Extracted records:
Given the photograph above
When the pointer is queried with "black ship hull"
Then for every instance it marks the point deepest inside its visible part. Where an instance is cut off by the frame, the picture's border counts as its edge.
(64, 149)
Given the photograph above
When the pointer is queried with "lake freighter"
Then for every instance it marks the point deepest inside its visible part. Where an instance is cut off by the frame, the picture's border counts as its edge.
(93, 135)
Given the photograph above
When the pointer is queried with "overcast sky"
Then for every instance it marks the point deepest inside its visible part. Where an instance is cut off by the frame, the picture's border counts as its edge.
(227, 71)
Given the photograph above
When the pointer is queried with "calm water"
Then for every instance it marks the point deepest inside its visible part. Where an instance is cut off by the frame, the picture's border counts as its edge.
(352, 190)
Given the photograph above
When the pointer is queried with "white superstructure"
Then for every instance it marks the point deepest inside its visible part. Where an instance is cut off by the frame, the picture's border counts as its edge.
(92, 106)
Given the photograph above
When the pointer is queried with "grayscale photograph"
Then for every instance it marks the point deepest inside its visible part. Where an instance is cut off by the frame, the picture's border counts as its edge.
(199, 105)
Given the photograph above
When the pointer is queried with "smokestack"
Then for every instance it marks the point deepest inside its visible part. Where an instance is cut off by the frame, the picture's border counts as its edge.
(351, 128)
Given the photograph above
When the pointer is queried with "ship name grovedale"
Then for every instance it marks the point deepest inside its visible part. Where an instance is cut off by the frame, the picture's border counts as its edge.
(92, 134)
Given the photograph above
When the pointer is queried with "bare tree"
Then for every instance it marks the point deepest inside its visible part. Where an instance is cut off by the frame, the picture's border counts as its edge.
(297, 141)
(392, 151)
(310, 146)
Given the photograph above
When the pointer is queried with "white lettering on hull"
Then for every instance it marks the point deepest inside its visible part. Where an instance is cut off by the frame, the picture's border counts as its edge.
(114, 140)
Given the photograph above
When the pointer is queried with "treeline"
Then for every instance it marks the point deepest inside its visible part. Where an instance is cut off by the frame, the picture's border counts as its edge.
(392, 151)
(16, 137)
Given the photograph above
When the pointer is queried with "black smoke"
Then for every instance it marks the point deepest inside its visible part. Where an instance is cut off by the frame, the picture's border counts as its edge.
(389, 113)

> **SET EXERCISE**
Nothing should be changed: write out all of the data as is.

> **COMPLETE ANSWER**
Given the photograph above
When the pointer is queried with "black ship hull"
Then for every instance it marks the point deepest inside its visible part. Where an instance is cut off by the frame, the picture's border counts as its edge.
(64, 149)
Given the photograph above
When the pointer is queried with "lake freighter"
Then for every instance it marks the point deepest inside its visible part. Where an instance is cut off by the frame, the picture's border counts as its edge.
(93, 135)
Given the photograph above
When the pointer is queried with "overcast sky"
Then for every instance it marks the point deepest inside its visible part. Where an instance is cut off by the frame, the picture's border counts as its edge.
(227, 71)
Given the photograph above
When the pointer is queried with "calm water"
Then for every instance it marks the point deepest inside its visible part. Where an instance is cut off by the frame, the picture's border counts as its edge.
(352, 190)
Given the photograph above
When the pointer is queried with "white superstructure"
Then for every instance it marks the point deepest inside its visible part. Where an instance is cut off by the frame, the picture's border counts as its edge.
(92, 106)
Given the photograph above
When the pointer is queried with "grayscale photograph"
Then for every instance it marks the point deepest inside its visible part. Where an instance is cut off by the frame, the picture's border counts as its edge.
(199, 105)
Given the photograph above
When the pointer is queried with "smokestack"
Then for every instance it marks the point deepest inside its visible part. Where an instance is cut off by the frame, the picture's border counts as its edge.
(351, 128)
Given the photograph above
When the pointer is queried with "ship name grovedale"
Then for every instance it marks the point deepest inside its visible part. Where an instance is cut off by the frame, the picture's border counts as its edge.
(92, 134)
Given the photograph above
When the pointer is queried with "bare tree"
Then for every instance it marks the point deepest inside its visible part. Where an instance is cut off by the frame, the picture's border counts as its edge.
(297, 141)
(392, 151)
(310, 146)
Given the photograph above
When the pointer is queried with "white lettering on hull"
Then for every instance it marks the point deepest inside its visible part. Where an instance is cut off by the frame, the picture's border counts as its edge.
(114, 140)
Given the photograph above
When the pointer is queried with "treeline"
Then for every instance it marks the point deepest inside its visible part. Where an instance is cut off by the frame, the picture's border counts as its edge.
(392, 151)
(16, 137)
Given the photograph above
When the pointer is queried with "black smoke"
Then for every instance it marks the point deepest inside its visible part. Where an instance is cut off by the frame, the picture's border counts as its edge.
(389, 113)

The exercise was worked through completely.